- **Exercise requirements**: Repeat exactly the lines from the one containing "the stone pilaster" through the last line of the records below, both included, and nothing else.

- **Entries shown**:

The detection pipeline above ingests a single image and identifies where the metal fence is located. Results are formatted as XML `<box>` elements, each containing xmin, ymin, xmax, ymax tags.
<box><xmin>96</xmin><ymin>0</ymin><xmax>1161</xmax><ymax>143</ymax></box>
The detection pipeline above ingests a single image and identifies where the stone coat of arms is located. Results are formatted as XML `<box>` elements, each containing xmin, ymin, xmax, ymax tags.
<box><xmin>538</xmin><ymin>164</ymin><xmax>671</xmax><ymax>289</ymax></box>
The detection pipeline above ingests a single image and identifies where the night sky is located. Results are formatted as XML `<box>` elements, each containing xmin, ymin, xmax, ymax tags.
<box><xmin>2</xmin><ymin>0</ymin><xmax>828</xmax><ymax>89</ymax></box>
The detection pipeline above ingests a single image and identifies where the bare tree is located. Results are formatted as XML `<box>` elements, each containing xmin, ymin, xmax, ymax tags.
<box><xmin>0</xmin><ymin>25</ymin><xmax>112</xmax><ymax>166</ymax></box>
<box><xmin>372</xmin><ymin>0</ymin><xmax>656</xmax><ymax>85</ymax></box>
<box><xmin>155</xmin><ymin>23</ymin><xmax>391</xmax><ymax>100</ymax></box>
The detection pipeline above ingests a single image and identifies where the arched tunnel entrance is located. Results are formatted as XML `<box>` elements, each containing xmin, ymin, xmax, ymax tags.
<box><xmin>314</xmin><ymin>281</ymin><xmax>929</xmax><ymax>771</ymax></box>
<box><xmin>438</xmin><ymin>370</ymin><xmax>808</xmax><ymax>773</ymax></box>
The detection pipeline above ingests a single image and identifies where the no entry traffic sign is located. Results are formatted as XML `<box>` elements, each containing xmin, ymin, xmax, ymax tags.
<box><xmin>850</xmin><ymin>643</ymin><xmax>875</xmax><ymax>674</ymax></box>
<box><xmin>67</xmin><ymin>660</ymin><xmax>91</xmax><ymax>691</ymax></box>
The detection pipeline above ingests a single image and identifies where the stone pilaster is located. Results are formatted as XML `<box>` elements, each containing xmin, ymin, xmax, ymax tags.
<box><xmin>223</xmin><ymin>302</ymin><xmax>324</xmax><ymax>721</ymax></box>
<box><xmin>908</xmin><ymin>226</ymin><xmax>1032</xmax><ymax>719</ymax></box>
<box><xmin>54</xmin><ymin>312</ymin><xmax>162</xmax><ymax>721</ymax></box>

- **Exercise result**:
The detection pipeline above ingests a single image and identifies where the stone pilaster is located. Results are formatted as XML `<box>` elements, each containing xmin, ymin, xmax, ymax tags.
<box><xmin>223</xmin><ymin>302</ymin><xmax>324</xmax><ymax>721</ymax></box>
<box><xmin>908</xmin><ymin>226</ymin><xmax>1032</xmax><ymax>719</ymax></box>
<box><xmin>54</xmin><ymin>312</ymin><xmax>162</xmax><ymax>721</ymax></box>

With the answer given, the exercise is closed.